**TASK:** Among the lines of the data below, count those that hold the word "lighthouse". Answer with the number alone.

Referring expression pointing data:
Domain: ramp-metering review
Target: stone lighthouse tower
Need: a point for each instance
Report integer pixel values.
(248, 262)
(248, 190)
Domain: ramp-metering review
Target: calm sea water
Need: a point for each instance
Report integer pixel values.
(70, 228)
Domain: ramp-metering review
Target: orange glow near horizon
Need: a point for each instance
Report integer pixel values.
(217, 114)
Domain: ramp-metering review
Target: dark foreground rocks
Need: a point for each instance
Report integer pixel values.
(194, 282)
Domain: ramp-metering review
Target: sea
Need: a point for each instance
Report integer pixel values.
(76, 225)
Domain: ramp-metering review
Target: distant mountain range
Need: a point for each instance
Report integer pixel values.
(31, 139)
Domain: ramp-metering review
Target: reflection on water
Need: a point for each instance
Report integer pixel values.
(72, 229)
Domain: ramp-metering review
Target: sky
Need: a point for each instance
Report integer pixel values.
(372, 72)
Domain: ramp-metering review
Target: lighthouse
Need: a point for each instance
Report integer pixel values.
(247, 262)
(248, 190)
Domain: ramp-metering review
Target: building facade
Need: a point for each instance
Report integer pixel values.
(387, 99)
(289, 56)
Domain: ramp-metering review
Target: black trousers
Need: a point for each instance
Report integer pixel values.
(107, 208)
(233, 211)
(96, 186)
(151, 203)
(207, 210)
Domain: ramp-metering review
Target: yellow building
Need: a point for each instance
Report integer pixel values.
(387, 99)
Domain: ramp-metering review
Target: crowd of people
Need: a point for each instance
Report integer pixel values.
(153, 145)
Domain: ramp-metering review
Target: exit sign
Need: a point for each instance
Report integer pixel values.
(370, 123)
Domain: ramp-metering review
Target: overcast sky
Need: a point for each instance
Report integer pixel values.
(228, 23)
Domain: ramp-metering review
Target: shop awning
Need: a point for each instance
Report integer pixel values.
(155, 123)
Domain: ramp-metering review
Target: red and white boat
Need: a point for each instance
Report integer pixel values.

**FINISHED EXERCISE:** 2